[Set problem] Output, word for word, every line from the line with "In this practice step, locate the text" through the final line of the data below.

:::::

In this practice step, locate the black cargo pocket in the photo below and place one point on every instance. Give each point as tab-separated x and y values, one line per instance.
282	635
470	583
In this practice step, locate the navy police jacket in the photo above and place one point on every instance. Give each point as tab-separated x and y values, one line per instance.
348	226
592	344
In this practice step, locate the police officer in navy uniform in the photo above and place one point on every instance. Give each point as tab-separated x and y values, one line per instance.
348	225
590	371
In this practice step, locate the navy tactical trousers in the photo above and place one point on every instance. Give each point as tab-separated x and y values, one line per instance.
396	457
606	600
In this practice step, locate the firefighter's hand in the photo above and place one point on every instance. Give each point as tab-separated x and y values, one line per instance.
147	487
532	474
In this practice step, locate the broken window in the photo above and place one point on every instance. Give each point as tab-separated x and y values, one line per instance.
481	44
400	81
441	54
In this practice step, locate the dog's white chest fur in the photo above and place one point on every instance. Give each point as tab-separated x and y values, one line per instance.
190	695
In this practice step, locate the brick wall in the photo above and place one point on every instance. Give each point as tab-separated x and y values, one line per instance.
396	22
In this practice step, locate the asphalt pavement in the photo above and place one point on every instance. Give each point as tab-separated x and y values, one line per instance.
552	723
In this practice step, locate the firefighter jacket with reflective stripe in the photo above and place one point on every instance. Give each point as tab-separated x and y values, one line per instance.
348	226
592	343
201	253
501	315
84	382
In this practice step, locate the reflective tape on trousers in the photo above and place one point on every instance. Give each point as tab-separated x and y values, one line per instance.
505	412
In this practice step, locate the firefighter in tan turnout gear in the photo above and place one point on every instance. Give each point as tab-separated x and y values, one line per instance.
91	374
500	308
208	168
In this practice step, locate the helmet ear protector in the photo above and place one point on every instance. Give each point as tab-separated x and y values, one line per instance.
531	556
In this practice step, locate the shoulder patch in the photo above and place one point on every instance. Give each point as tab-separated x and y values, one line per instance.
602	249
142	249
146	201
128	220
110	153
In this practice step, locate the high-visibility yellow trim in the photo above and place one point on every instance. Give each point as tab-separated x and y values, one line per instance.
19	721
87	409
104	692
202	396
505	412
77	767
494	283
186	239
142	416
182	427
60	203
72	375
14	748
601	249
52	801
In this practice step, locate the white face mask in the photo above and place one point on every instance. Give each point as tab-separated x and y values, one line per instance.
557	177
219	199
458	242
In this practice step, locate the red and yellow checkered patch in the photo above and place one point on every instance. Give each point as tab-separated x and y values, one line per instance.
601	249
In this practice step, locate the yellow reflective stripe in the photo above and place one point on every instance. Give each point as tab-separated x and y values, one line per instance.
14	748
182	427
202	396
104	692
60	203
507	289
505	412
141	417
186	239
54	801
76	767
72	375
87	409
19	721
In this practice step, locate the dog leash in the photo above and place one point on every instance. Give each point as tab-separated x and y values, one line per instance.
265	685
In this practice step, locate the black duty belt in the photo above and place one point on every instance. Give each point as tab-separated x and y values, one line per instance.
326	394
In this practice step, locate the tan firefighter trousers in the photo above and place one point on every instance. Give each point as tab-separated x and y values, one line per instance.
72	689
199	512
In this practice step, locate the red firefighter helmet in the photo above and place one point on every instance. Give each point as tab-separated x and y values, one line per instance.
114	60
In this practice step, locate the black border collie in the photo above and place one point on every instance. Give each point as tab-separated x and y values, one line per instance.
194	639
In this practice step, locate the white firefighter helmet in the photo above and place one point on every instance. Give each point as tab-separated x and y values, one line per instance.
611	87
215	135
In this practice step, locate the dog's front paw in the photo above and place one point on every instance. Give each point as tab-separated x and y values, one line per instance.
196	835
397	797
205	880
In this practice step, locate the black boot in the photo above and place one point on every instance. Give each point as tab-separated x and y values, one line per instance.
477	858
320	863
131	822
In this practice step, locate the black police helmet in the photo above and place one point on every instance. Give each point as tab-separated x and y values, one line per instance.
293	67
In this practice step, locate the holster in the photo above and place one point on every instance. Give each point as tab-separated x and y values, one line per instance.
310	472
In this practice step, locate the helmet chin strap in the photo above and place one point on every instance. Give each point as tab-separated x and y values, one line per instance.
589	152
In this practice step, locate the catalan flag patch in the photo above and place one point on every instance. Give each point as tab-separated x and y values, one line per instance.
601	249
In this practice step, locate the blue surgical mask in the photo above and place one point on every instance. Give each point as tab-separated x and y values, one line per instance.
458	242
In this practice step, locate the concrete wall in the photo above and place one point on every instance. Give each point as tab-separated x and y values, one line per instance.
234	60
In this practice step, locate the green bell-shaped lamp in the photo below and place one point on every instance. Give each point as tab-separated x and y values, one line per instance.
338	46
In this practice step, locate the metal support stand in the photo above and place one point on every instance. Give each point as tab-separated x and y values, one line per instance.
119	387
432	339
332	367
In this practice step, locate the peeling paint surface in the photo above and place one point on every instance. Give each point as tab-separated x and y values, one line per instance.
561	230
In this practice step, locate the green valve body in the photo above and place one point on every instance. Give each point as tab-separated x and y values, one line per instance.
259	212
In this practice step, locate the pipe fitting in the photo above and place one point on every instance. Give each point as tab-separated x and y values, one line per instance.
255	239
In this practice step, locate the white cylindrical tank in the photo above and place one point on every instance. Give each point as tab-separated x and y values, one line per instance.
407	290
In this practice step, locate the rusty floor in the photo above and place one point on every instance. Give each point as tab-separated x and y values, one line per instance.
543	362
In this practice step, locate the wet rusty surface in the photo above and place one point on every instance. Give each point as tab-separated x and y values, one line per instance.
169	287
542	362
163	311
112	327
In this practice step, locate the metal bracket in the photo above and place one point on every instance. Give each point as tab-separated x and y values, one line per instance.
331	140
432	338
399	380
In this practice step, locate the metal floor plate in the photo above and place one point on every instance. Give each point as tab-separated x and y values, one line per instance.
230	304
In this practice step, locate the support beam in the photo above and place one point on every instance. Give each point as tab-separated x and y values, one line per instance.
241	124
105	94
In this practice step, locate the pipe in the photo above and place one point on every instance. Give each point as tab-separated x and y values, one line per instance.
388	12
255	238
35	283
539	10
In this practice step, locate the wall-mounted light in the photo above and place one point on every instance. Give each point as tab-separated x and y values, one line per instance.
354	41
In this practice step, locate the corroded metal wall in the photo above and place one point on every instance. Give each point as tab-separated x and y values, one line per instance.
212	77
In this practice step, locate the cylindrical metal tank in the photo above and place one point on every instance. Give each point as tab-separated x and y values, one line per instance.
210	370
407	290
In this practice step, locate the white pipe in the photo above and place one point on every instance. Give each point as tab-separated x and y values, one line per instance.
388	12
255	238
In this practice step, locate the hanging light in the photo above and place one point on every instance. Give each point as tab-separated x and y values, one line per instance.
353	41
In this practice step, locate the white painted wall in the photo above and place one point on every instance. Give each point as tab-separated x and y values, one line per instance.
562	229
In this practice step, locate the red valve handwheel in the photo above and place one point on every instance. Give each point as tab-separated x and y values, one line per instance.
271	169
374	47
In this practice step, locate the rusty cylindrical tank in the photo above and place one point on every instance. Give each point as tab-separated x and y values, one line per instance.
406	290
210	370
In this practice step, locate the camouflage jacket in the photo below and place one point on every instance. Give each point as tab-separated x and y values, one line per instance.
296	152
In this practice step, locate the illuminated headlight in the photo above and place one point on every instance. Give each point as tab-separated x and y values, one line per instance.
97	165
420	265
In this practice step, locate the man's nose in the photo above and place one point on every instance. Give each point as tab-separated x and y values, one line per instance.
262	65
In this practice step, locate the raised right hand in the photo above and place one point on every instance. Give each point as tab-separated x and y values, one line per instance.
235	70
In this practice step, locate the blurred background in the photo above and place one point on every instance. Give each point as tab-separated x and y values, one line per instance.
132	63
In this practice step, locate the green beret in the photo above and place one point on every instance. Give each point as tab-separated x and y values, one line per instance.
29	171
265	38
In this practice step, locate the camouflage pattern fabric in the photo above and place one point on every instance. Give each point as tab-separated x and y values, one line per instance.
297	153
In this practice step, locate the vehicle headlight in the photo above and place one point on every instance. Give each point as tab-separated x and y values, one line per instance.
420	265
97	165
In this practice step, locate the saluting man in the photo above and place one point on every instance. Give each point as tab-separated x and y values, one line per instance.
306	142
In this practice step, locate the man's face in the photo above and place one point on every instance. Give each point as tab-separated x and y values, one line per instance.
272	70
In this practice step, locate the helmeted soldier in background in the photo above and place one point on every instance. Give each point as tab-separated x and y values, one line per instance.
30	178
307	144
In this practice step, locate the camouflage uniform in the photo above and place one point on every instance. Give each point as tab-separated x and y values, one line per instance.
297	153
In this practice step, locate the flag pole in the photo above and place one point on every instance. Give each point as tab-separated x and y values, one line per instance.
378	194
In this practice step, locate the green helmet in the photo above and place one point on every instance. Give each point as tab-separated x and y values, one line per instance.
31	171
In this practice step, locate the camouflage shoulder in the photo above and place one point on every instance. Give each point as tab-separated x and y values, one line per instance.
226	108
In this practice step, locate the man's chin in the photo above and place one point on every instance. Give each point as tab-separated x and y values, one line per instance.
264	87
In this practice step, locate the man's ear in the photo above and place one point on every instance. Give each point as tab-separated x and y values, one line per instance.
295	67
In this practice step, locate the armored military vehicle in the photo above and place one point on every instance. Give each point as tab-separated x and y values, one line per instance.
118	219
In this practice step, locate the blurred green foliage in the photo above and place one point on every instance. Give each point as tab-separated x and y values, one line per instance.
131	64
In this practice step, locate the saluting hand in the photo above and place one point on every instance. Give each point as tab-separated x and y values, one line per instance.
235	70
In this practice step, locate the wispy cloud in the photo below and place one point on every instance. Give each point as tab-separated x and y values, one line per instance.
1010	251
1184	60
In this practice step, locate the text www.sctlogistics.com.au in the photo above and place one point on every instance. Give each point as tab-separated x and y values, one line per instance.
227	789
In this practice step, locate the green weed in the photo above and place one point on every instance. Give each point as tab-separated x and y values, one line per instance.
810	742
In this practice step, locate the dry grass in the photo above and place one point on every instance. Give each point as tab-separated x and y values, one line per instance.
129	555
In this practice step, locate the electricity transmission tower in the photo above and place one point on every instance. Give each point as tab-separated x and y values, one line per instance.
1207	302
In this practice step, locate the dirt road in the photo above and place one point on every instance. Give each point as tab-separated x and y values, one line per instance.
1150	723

:::::

[Task output]
In this practice step, locate the text www.sctlogistics.com.au in the photo above and place one point on every instance. Give each point as tab-separated x and y values, one line per instance.
227	789
In this practice step, locate the green weed in the photo above and place one point on every instance. Give each point as tab-separated x and y values, one line per instance.
810	742
In this practice step, locate the dry grass in the photo above and place one point on every instance. Give each point as tab-separated x and y values, one line per instance.
129	555
In this practice step, locate the electricity transmission tower in the photo above and place one point on every instance. Give each point as tab-separated x and y values, one line per instance.
1207	302
In this practice step, locate the dirt road in the photo above and place one point on every instance. Give each point as tab-separated x and y values, one line per instance.
1150	723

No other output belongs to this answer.